REQUIRED WORK → Copy out the records below line for line, leaving out the picture.
## Start DATA FOR THIS TASK
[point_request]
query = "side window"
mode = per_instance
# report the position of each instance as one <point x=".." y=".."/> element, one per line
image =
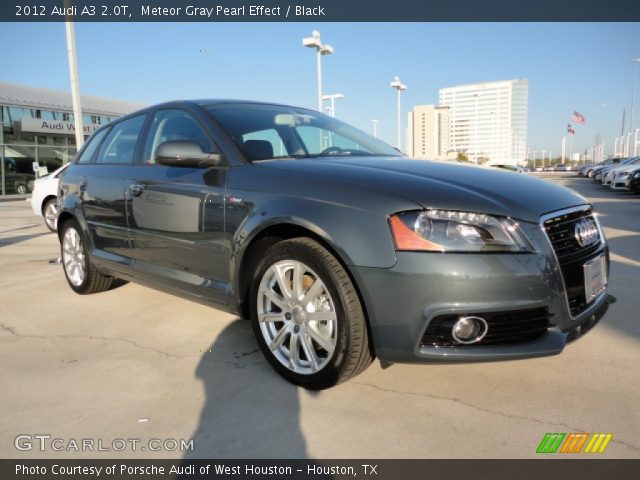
<point x="256" y="145"/>
<point x="173" y="124"/>
<point x="120" y="144"/>
<point x="92" y="146"/>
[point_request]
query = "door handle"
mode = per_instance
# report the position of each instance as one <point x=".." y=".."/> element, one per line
<point x="136" y="189"/>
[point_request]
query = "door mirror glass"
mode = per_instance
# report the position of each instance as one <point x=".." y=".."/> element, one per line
<point x="185" y="153"/>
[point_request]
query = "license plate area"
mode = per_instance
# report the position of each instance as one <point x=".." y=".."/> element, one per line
<point x="595" y="277"/>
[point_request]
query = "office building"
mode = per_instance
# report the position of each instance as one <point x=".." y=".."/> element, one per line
<point x="488" y="121"/>
<point x="429" y="128"/>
## End DATA FOR THIS TASK
WRITTEN RESPONSE →
[point_request]
query = "side window"
mode = per_instance
# report the position of each instance as one <point x=".." y=".."/> element, one per line
image =
<point x="256" y="145"/>
<point x="173" y="124"/>
<point x="120" y="144"/>
<point x="92" y="146"/>
[point_request]
query = "door handle"
mode = per_instance
# report the position of each instance as one <point x=".." y=".."/> element, one per line
<point x="136" y="189"/>
[point_request]
query = "door mirror glass"
mode = per_instance
# report the position of each instance as one <point x=".." y=".."/> element, one per line
<point x="185" y="153"/>
[point_request]
query = "license plate area"
mode = per_instance
# report the position of each instance as one <point x=".." y=".."/> element, one per line
<point x="595" y="277"/>
[point_request]
query = "office building"
mode = per_instance
# report the position of each instance as one <point x=".." y=".."/> element, one per line
<point x="488" y="121"/>
<point x="429" y="128"/>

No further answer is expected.